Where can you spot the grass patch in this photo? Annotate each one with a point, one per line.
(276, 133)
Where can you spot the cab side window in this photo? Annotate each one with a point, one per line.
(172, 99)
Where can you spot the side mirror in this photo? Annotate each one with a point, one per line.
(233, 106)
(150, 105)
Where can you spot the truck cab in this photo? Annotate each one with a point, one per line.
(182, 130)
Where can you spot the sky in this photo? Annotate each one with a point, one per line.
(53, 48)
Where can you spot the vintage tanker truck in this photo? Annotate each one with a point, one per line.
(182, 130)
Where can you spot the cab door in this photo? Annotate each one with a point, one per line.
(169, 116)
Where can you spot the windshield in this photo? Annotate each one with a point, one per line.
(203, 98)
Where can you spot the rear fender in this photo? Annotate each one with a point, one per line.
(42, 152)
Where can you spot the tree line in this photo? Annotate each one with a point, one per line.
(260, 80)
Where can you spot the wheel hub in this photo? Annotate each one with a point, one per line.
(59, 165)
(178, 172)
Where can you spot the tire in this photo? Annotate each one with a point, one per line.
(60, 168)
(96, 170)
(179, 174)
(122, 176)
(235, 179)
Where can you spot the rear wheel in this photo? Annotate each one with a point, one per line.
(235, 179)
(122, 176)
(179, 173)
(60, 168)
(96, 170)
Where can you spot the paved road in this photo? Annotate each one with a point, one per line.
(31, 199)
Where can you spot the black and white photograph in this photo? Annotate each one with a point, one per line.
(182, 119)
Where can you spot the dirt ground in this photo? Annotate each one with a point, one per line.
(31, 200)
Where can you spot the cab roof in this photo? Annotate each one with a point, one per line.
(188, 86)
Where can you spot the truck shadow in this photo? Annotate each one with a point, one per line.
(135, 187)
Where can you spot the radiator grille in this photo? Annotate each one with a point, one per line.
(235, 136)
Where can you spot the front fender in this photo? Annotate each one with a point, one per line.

Work instruction: Return the listing above in its exact form.

Reply:
Where can you spot the grass patch in this photo? Annotate each one with a point, one per line.
(276, 133)
Where can you spot the cab side window in this photo? Annotate each one with a point, one per line.
(172, 99)
Where can you spot the side mirror in this photo? Annotate each one with a point, one per line.
(233, 106)
(150, 105)
Where can you spot the truck cab in this photo? Annotate each one with a point, one per line.
(182, 130)
Where can you spot the sky in this photo? Annotate each one with a point, one per line.
(53, 48)
Where can you spot the vintage tanker truck in this photo? Annotate each one with a point, one per line.
(182, 130)
Where can you spot the cab door in this photo? Annotate each one with a point, one per line.
(169, 116)
Where can you spot the windshield in this photo? Annotate each one with a point, one per line.
(203, 98)
Where can you spot the rear fender in this photo? Annotate each one with a point, one per line.
(42, 152)
Where can you spot the tree line in this photo? Annotate each one with a point, one per line.
(260, 80)
Where can you spot the wheel hub in this photo? Annotate each one with a point, one per line.
(59, 165)
(178, 172)
Where can you spot the tire in this photo? Annotate each one with a point, one per line.
(60, 168)
(96, 170)
(179, 174)
(122, 176)
(235, 179)
Where can you spot the rear wheel in this photo? Annotate each one with a point, one per line.
(235, 179)
(122, 176)
(179, 173)
(60, 168)
(96, 170)
Where can you spot the paved road in this photo? Annotate each one with a point, one per line.
(31, 199)
Where can you spot the black and white photograph in this photo? Annotate each one with a point, one per line.
(182, 119)
Where can you spot the dirt ground in this photo? Annotate each one with a point, one per line.
(31, 200)
Where can you spot the cab roof in this photo? Annotate each one with a point, one per line.
(188, 86)
Where can you spot the truck shadow in this photo? Annotate each one with a point, one per line.
(135, 187)
Where can you spot the radiator grille in this photo? Annotate each one with a point, one per line.
(235, 136)
Where can you spot the front fender in this photo? Annotate each one with a point, one per line.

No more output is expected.